— What the task asks —
Transcribe the entries below without changing a word, and omit every picture.

Start of Block

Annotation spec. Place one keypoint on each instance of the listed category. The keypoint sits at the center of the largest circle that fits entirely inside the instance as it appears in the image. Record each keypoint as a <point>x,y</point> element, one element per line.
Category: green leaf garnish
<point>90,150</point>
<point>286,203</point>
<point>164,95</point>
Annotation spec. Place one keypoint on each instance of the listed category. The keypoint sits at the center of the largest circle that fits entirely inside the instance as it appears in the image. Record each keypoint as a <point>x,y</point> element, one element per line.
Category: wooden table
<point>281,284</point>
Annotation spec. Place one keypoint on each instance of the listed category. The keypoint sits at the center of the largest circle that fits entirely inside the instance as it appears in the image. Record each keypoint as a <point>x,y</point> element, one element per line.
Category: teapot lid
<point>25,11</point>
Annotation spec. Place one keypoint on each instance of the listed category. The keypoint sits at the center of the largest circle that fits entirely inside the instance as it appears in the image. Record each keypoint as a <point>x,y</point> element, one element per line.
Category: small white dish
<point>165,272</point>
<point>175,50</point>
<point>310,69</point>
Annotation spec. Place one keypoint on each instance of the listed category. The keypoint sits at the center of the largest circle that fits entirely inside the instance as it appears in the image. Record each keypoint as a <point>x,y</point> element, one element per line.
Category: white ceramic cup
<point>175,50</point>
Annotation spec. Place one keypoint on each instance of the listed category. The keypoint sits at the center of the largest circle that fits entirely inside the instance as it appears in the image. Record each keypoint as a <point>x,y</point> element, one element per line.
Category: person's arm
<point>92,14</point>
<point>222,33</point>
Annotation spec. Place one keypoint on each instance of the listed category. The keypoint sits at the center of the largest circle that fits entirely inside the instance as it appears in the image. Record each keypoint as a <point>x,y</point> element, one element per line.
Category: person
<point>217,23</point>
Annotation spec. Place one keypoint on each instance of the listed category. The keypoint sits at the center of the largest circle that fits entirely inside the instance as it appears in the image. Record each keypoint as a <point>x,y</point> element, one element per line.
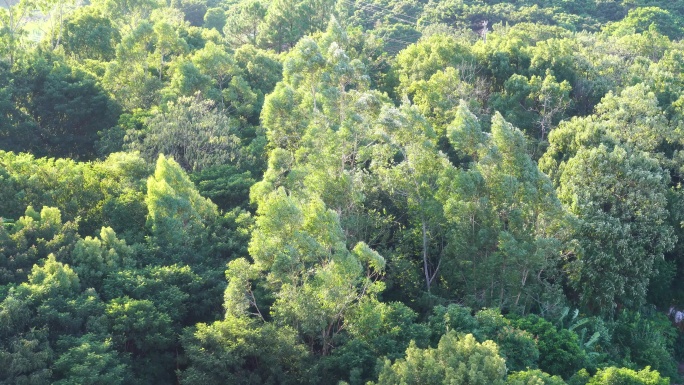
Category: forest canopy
<point>341,192</point>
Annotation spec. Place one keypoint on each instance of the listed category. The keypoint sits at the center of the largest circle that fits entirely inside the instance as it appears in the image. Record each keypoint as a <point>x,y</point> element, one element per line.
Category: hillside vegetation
<point>341,192</point>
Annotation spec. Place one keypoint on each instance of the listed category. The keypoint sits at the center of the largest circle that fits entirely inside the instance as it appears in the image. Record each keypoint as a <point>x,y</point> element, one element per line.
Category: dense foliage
<point>341,191</point>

End of Block

— Task result —
Annotation spec. Place one keypoint on each instance of the listed category. The keypoint sits at the center of the largest circle that fits entirely inside the instance as it appears in the image. Record each keypoint as a <point>x,y</point> element, one element per line.
Category: green leaf garnish
<point>90,150</point>
<point>286,203</point>
<point>164,95</point>
Annotation spec. Place one keypoint on each instance of the listed category. The keypoint sits at the center of the largest circle that fits entirely inside the instance as it appears in the image. Record each keypoint as a <point>x,y</point> element, one element per line.
Category: wooden table
<point>281,284</point>
Annotation spec. Place one keypoint on each instance of the listed category. The keypoint sits at the center of the largest circle that fits entirely inside the instance as it appears in the image. Record each keypoint as a <point>x,y</point> element, one element per line.
Category: teapot lid
<point>25,11</point>
Annotation spec. Place one keypoint on each instance of the listed category. The keypoint sits at the center of the largest circle that fits entirely inside the instance as it appears in the image. Record each keypoint as a <point>x,y</point> element, one element per line.
Category: small white dish
<point>165,272</point>
<point>175,50</point>
<point>310,69</point>
Annotation spec. Place one keypoint on each instance of the listed category. The keypoint sits at the center of the largest circle that fits entirely inside the instance as it appears in the image. Record each keypoint as a <point>x,y</point> element, one element per line.
Category: white ceramic cup
<point>175,50</point>
Annotation spec. Place one keypoint on each instance of the listed category. The keypoint sits at the center of the largest circle that fits entirely inside the instance as it appears in the image. Record each keypoint as a <point>x,y</point> element, one element per line.
Category: person's arm
<point>92,14</point>
<point>222,33</point>
Annotation spec. Place one keypoint on each instance of the listed category. The keypoint sits at the center of the largest circle that fits entirely inside the instance as it appears in the image. Record each keypoint as a <point>x,y</point> element, one element per line.
Category: person
<point>217,23</point>
Annotation spec. Place one keypoint on each instance of the listed category. The keypoint sits at the center of the largest circle that fits entirely inside the instance as it appears in the image. Record each keypoint as a <point>x,y</point> element, one element per line.
Category: forest canopy
<point>341,192</point>
Annotation spec. Place one keypoint on each instance of the listed category. The keypoint sits at the center of the largest circle that fits entirely inside the instance as it appears in the image. Record each keypoint as a <point>x,y</point> element, one element per line.
Category: hillside vegetation
<point>341,192</point>
Annotation spec. Place one keypoint on each instance of the listed category. The keypoint sits at the center of the largest circle that fits entirely inside the instance as it appears in the image. Record each keypoint as a <point>x,y</point> element, one element per line.
Category: dense foliage
<point>341,191</point>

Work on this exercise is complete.